- [GOAL]: Please continue the ENMwizard package description from the point where it stops.

- [EXTRACTED TEXT]:
==================================================
Awesome
ENMwizard
Advanced Tecniques for Ecological Niche Modeling Made Easy
This package provides tools to facilitate the use of advanced techniques related to ecological niche modeling (ENM) and the automation of the workflow for modeling multiple species. ENMwizard allows easier: 1. preparation of occurrence and environmental data (selection of environmental variables, selection of calibration and projection areas); 2. model tunning (thanks to the package ENMeval); 3. model selection and projection. Computationally intensive tasks can be performed using a single or multiple cores to speed up processing. ENMwizard also implements AICc Model Averaging for MaxEnt models (Gutierrez & Heming, 2018, https://arxiv.org/abs/1807.04346).
Installation
ENMwizard is downloadable from https://github.com/HemingNM/ENMwizard. You can download it using devtools to install from GitHub.
==================================================
- [DATA LINES]:
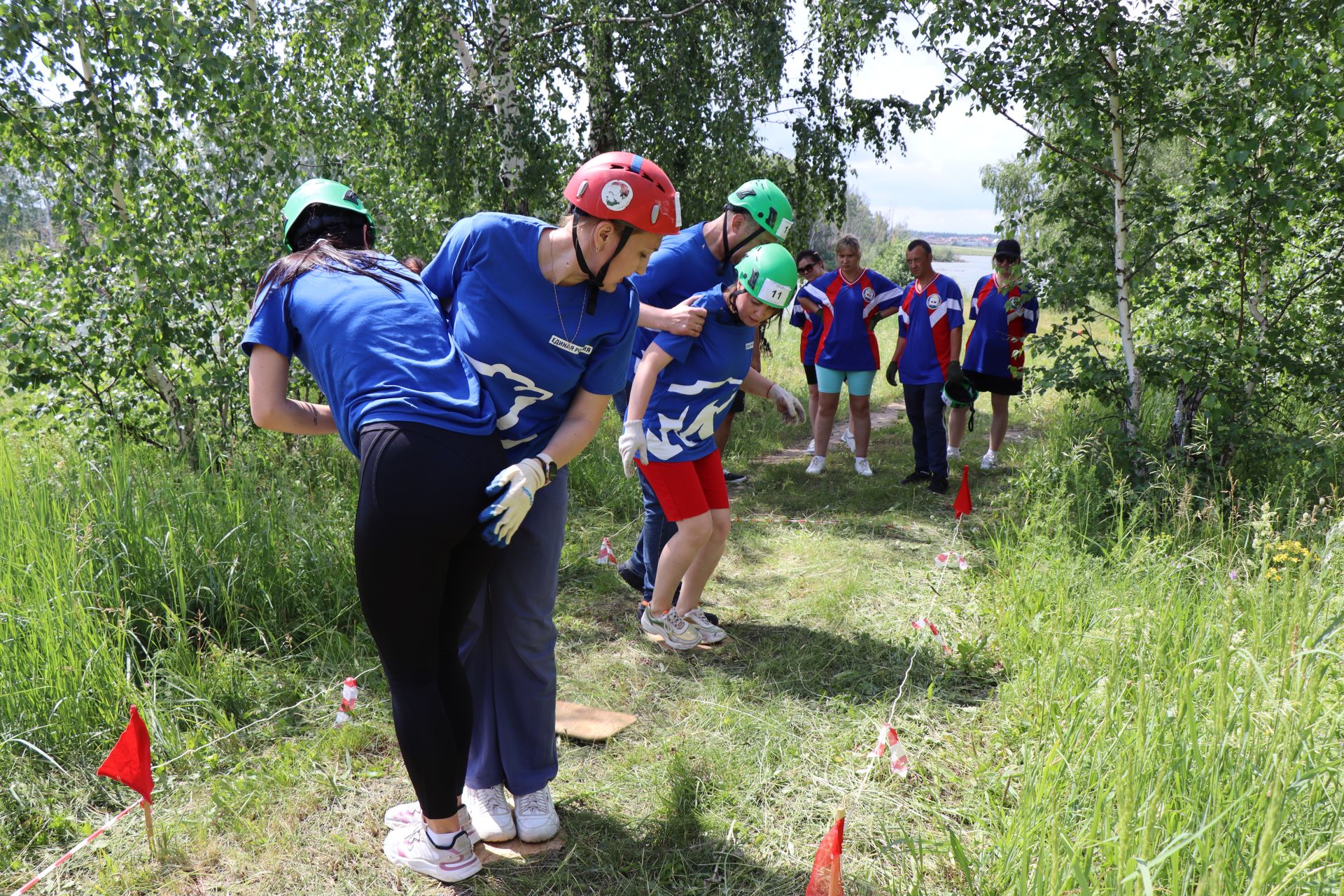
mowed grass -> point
(1120, 715)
==================================================
- [ANSWER FOR THE TASK]:
Install from GitHub using devtools
Run the following code from your R console:
install.packages("devtools")
devtools::install_github("HemingNM/ENMwizard")
library(ENMwizard)
Notice that ENMwizard is not compatible with ENMeval 2.0.
Sorry for that. I am working to make it compatible with the newest version soon
Citation
Please cite ENMwizard (and other R packages it depends on) by using:
citation("ENMwizard")
citation("spThin")
citation("ENMeval")
citation("raster")
Steps for niche modeling using ENMwizard
Prepare environmental data
Load occurrence data
First, lets use occ data available in dismo package.
Bvarieg.occ <- read.table(paste(system.file(package="dismo"),
"/ex/bradypus.csv", sep=""), header=TRUE, sep=",")
head(Bvarieg.occ) # Check first rows
Now we make it a named list, where names correspond to species names.
spp.occ.list <- list(Bvarieg = Bvarieg.occ)
Create occ polygon to crop rasters prior to modelling
The occurrence points in the named list are used to create polygons. Notice that you can cluster the occ points using several clustering methods. See differences and choose one that fits your needs:
occ.polys <- set_calibarea_b(spp.occ.list)
occ.polys <- set_calibarea_b(spp.occ.list, k=0, c.m="AP", q=.01) # less polygons
occ.polys <- set_calibarea_b(spp.occ.list, k=0, c.m="AP", q=.3)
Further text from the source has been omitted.